Biorezonans ile Detoks Tedavisi

Biorezonans terapisi ile detoks tedavisi vücuttan toksik maddeleri temizler

Yorgunluk, güçsüzlük, bitkinlik, halsizlik, iç sıkıntısı, sinirlilik, aşırı uyku veya uykusuzluk, kas ve eklem ağrıları… Tüm bunların sebebi vücudumuzda biriken toksinlerdir. Topraktan, sudan, havadan, gıdalardan bize geçen kimyasal toksik maddeler, enfeksiyonlarla mücadele sonrası vücudumuzda oluşan ve dışarı atılamayan zararlı atıklar, çevresel kirlilikle bize ulaşan tarım ilaçları, böcek öldürücüleri, hormonlar, petrol ürünü yakıtların atıkları, evlerde kullanılan temizleyiciler, kuru temizleme maddeleri vücut direncimizin azalmasına ve hatta yok olmasına sebebiyet verir. Gıda yoluyla bedenimize giren zararlı maddeler bağırsak floramızı bozarak bağırsaklarımızı normal görevini yapmaktan alıkoyar. Aslında metabolizmamız ter, idrar, dışkı, solunum ve safra aracılığıyla vücudumuzu toksinlerden arındırır. Ancak vücudumuzdaki ve çevremizdeki olumsuz faktörlerin giderek artması metabolizmamızın bu görevini yerine getirememesine neden olur.

....................

* [Yapılacaklar]
• 1. Biorezonansla detoks konulu metne göre metabolizmamız vücudu toksinlerden hangi yollarla arındırır?
• 2. Lütfen biorezonansla detoks konulu metni iki cümleyle özetleyin.
• 3. Biorezonansla detoks konulu metni son cümlesinden sonra sürdürün.

* [Gösterilen veriler]

....................

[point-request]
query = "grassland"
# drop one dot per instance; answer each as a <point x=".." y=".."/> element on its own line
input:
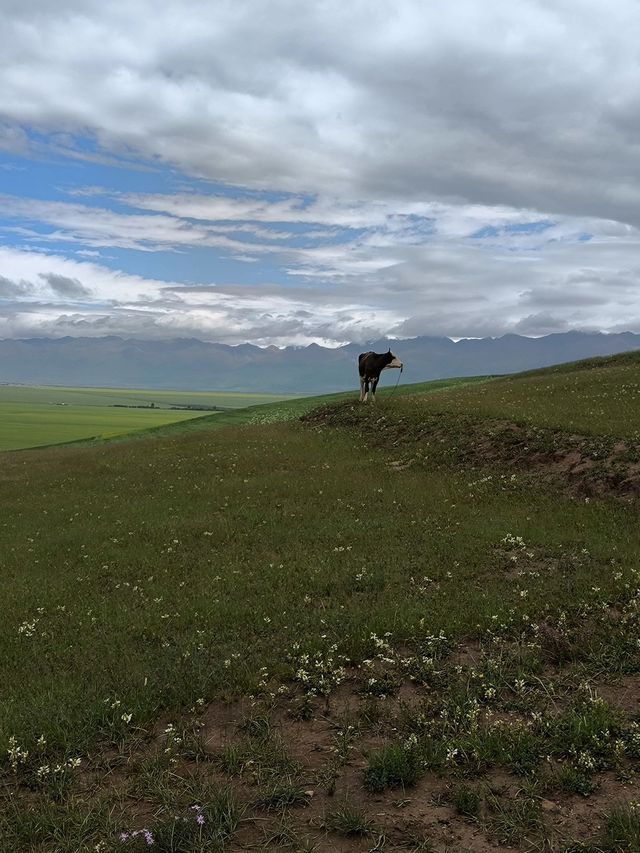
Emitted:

....................

* [Sırayla yanıtlar]
• 1. Ter, idrar, dışkı, solunum ve safra aracılığıyla.

• 2. Yorgunluk, halsizlik, uyku sorunları, kas ve eklem ağrıları gibi şikâyetlerin sebebi topraktan, sudan, havadan, gıdalardan ve çevre kirliliğinden vücutta biriken toksinlerdir ve bu maddeler vücut direncini düşürür. Metabolizma normalde bu toksinleri ter, idrar, dışkı, solunum ve safra yoluyla atar, ancak vücutta ve çevrede giderek artan olumsuz faktörler bu görevi yerine getirmesini engeller.

• 3.
Biorezonans ile detoks iyileşmeyi hızlandırır

Bunların sonucunda hormonal dengesizlikler, sinir sistemi bozuklukları, direnç kaybı, fizyolojik dengesizlikler ve kanser gibi geriye dönüşü olmayan hastalıklar oluşur.

Oysa bünyemizde biriken ve kronik hastalıklara neden olan bütün zararlı maddelerden, ağır metal ve toksin birikimlerinden biorezonans terapileriyle arınmak artık mümkündür. Öncelikle hücre sağlığını geri kazandırmayı amaçlayan biorezonans terapileri, sağlıklı ve dinç bir yaşam için vücuda dışarıdan bilinçli bir şekilde yardım edilmesini ve organizmadan toksinlerin atılmasını sağlar.

Biorezonans terapileri ile detoks tedavisi, detaylı anemnez, frekans taramaları ve muayeneden sonra başlar. Ortalama 4-6 seanslık biorezonans terapi programı gerektirir.  Tedavi süreçlerinde belirleyici unsurun vücudun o anda ihtiyacı olan terapilerin bütünsel olarak değerlendirilmesi sonundaki bulgular olduğu unutulmamalıdır.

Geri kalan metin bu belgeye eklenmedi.